→ Your instructions
Rewrite the entries from the line containing "dry vegetation -> masks, every instance" through the end of the entries as a numbered list, leaving out blank lines.

---------- Records to use ----------

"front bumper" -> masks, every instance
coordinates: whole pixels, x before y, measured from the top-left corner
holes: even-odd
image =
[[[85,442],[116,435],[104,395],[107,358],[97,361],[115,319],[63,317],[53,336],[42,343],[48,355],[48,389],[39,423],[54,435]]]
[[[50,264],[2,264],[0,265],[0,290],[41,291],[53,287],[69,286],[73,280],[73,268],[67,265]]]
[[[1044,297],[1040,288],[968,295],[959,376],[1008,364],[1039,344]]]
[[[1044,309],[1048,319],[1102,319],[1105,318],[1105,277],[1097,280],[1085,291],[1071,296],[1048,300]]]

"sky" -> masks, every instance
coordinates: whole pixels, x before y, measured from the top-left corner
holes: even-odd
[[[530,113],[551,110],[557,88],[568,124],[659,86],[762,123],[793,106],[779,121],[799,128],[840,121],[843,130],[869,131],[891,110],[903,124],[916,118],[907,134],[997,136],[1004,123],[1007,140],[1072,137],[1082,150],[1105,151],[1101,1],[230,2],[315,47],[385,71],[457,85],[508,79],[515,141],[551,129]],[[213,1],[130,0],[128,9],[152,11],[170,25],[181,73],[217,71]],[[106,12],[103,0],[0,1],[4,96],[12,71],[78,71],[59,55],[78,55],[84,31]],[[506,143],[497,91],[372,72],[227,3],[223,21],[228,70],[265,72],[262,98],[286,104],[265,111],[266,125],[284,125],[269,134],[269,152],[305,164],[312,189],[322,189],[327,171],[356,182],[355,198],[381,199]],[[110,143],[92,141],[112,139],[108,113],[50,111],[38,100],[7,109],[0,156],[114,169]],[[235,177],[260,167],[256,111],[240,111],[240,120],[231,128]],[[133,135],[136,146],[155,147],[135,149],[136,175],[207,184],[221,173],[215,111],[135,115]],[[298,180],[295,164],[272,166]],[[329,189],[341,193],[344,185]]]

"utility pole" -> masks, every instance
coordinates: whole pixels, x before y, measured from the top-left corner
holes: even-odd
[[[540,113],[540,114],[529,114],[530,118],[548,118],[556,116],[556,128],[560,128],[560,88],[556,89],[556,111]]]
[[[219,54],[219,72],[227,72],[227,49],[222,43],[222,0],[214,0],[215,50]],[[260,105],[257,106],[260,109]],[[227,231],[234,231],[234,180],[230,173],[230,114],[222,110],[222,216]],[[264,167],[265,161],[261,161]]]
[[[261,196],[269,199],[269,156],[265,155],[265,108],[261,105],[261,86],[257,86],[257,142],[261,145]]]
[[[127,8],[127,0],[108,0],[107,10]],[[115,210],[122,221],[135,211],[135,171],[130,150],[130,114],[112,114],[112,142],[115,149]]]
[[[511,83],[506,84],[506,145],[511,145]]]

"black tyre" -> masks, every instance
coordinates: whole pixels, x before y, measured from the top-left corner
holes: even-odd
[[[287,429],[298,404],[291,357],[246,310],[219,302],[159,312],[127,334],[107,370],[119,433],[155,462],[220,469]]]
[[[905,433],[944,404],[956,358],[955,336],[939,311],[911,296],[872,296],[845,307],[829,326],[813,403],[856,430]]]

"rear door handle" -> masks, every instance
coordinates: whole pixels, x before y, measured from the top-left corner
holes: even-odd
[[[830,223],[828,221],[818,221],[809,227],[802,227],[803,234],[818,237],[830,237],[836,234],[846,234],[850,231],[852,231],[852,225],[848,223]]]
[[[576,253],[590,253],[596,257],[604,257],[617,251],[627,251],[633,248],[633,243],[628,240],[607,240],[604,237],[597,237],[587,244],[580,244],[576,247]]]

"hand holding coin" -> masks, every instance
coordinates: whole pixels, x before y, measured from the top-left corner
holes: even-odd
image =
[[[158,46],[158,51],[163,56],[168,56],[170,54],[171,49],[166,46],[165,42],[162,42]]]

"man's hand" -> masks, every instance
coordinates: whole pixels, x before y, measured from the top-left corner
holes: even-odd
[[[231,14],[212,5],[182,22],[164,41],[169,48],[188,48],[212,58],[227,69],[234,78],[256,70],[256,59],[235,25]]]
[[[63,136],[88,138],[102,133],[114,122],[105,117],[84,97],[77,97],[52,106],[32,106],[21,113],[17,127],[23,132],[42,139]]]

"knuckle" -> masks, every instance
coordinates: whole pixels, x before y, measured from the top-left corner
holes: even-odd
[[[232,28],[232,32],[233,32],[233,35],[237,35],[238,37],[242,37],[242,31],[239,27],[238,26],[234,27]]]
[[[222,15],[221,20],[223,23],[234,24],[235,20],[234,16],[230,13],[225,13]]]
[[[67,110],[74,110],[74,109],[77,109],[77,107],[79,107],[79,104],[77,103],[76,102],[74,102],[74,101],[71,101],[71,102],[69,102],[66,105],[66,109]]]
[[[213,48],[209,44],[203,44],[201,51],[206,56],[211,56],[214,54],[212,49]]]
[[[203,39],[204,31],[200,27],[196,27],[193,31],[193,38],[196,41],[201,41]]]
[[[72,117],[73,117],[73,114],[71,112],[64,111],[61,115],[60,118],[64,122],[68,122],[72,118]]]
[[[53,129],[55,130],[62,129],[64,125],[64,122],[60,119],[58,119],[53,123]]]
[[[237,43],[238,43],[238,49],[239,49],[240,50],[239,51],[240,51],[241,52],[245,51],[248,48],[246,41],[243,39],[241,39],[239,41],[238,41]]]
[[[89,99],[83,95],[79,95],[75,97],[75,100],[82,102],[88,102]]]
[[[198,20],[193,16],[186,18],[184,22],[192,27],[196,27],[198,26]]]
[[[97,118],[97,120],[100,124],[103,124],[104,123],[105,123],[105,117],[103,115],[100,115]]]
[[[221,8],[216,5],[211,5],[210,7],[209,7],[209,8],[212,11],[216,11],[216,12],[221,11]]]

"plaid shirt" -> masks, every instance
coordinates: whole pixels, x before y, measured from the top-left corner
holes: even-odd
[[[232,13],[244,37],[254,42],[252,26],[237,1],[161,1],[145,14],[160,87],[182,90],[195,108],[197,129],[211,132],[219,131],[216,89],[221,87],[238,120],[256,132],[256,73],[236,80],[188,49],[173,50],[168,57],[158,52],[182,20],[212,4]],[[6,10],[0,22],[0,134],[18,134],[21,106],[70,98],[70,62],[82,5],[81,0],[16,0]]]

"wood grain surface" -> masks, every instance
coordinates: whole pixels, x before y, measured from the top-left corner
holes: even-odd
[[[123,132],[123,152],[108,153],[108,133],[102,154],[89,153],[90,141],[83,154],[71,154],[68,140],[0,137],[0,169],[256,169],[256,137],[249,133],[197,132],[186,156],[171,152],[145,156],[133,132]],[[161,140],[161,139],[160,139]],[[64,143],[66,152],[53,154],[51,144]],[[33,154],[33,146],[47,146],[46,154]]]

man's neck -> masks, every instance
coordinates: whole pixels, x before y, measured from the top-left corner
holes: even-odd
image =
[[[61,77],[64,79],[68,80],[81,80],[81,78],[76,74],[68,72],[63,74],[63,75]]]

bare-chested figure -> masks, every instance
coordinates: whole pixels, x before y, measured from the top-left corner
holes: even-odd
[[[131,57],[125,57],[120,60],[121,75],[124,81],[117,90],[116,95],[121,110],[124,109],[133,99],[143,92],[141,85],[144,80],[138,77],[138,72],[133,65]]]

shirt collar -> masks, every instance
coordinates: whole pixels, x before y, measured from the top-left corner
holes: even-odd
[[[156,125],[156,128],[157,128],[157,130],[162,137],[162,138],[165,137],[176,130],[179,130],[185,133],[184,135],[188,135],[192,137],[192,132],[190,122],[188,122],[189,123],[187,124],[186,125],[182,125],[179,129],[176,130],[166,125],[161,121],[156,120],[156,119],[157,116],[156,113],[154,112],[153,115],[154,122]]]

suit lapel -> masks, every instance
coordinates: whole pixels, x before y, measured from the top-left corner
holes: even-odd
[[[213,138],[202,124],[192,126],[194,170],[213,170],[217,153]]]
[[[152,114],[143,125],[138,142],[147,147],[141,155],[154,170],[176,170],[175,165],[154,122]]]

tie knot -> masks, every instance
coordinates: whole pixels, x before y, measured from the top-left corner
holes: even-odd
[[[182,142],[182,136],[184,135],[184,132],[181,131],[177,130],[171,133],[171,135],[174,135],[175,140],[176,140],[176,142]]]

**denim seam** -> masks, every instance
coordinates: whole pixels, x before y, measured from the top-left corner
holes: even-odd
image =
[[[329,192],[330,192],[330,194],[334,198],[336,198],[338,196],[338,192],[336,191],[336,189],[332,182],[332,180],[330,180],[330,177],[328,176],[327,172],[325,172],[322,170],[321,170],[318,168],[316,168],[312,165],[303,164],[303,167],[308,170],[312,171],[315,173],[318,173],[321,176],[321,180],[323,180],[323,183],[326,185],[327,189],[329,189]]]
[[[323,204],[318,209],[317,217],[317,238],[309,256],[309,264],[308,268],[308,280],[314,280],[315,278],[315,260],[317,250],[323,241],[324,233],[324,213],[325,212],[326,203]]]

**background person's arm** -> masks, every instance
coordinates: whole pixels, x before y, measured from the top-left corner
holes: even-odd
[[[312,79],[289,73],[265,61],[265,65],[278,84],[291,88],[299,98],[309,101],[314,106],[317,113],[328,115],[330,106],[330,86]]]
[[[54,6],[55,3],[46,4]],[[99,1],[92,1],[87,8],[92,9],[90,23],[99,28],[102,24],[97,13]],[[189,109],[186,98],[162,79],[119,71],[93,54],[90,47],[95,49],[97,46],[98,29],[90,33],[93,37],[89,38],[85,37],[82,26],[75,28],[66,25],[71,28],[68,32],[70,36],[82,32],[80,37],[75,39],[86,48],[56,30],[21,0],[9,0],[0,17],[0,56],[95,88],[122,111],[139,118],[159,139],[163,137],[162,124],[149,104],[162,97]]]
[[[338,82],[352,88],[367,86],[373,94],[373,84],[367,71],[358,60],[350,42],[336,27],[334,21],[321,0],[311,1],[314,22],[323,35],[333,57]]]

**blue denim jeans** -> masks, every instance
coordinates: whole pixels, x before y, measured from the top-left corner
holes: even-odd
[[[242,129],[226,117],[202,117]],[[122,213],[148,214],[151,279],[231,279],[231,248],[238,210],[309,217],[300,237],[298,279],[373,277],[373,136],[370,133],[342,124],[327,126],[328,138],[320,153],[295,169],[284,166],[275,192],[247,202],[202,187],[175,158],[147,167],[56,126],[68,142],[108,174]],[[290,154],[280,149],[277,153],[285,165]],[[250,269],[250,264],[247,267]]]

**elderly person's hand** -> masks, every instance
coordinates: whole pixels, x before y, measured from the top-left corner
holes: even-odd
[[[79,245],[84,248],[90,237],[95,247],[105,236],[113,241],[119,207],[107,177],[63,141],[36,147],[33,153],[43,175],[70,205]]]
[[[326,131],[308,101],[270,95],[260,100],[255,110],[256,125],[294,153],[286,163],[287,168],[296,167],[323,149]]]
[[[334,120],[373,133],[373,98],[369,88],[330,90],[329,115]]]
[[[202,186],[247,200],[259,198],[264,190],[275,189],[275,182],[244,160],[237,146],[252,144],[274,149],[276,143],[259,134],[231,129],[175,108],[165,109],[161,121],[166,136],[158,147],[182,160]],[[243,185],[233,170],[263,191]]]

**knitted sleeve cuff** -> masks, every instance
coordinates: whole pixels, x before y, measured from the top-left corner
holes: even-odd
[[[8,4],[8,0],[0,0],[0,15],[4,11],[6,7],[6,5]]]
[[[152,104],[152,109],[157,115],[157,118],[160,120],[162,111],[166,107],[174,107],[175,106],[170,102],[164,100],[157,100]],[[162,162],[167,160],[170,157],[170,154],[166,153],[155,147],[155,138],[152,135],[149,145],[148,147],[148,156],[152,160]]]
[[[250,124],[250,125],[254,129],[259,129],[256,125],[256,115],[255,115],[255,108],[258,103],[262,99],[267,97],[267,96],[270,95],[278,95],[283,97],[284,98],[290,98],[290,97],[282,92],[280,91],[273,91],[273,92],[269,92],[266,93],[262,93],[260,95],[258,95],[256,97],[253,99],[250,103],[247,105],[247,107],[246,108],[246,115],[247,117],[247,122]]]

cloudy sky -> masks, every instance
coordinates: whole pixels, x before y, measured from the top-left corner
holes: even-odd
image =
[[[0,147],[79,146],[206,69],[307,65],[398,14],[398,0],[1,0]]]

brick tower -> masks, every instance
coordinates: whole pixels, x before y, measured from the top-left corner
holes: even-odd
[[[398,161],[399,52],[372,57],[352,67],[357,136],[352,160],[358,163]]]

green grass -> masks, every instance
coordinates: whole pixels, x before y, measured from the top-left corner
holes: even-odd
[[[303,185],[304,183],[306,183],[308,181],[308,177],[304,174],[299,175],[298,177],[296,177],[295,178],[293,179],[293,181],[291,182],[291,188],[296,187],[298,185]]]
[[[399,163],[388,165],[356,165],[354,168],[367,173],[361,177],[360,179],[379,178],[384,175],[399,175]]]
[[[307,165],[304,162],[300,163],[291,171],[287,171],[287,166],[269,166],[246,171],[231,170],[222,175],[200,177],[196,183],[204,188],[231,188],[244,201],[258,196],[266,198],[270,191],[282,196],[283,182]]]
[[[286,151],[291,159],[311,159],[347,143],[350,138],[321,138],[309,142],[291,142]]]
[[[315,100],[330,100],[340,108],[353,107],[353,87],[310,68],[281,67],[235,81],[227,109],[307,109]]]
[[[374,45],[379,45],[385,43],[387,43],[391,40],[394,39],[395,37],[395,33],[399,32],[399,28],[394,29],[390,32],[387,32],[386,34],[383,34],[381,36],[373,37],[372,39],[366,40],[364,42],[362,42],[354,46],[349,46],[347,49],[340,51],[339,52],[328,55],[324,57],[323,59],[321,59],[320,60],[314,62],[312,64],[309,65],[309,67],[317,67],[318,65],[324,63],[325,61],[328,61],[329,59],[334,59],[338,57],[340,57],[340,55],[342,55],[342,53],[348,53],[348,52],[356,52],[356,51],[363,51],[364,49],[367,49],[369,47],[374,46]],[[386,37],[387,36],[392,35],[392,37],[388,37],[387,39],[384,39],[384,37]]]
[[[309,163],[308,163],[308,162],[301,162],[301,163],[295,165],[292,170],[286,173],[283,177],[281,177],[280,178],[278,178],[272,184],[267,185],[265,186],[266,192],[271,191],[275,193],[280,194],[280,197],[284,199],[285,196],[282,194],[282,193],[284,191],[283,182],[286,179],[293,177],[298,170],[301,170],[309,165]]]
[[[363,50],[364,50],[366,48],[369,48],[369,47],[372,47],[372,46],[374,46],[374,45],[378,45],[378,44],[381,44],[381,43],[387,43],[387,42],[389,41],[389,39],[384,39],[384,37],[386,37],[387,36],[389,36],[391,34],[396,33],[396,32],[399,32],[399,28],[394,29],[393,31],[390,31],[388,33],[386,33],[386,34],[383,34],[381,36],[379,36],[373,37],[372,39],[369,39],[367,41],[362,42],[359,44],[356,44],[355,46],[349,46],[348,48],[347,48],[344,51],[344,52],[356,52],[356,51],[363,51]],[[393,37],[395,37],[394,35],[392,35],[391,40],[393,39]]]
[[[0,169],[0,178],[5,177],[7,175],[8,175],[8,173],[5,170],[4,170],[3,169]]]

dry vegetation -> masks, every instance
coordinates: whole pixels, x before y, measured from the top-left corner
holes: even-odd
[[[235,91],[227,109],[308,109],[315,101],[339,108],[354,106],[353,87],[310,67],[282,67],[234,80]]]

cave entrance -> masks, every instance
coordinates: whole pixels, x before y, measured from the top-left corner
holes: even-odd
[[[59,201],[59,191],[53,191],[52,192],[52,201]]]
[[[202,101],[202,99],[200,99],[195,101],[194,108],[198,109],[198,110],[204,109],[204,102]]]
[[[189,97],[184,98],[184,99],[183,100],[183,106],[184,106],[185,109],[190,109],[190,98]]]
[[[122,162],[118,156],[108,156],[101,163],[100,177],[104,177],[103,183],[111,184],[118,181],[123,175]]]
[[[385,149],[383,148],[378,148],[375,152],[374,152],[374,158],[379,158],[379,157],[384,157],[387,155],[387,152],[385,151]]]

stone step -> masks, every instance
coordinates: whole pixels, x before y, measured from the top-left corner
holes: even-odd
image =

----------

→ Full output
1. dry vegetation -> masks, every instance
2. coordinates: whole pixels, x before y, measured from the top-left corner
3. holes: even-odd
4. [[[235,91],[227,109],[308,109],[315,101],[339,108],[354,106],[353,87],[310,67],[282,67],[234,80]]]
5. cave entrance -> masks, every instance
6. coordinates: whole pixels, x before y, measured from the top-left corner
7. holes: even-odd
8. [[[59,201],[59,191],[53,191],[52,192],[52,201]]]
9. [[[202,101],[202,99],[200,99],[195,101],[194,108],[198,109],[198,110],[204,109],[204,102]]]
10. [[[189,97],[184,98],[184,99],[183,100],[183,106],[184,106],[185,109],[190,109],[190,98]]]
11. [[[122,162],[118,156],[108,156],[101,163],[100,177],[104,177],[103,183],[111,184],[118,181],[123,175]]]
12. [[[385,149],[383,148],[378,148],[375,152],[374,152],[374,158],[379,158],[379,157],[384,157],[387,155],[387,152],[385,151]]]
13. stone step -> masks, every instance
14. coordinates: whole pixels, x before y, measured from the top-left corner
15. holes: even-odd
16. image =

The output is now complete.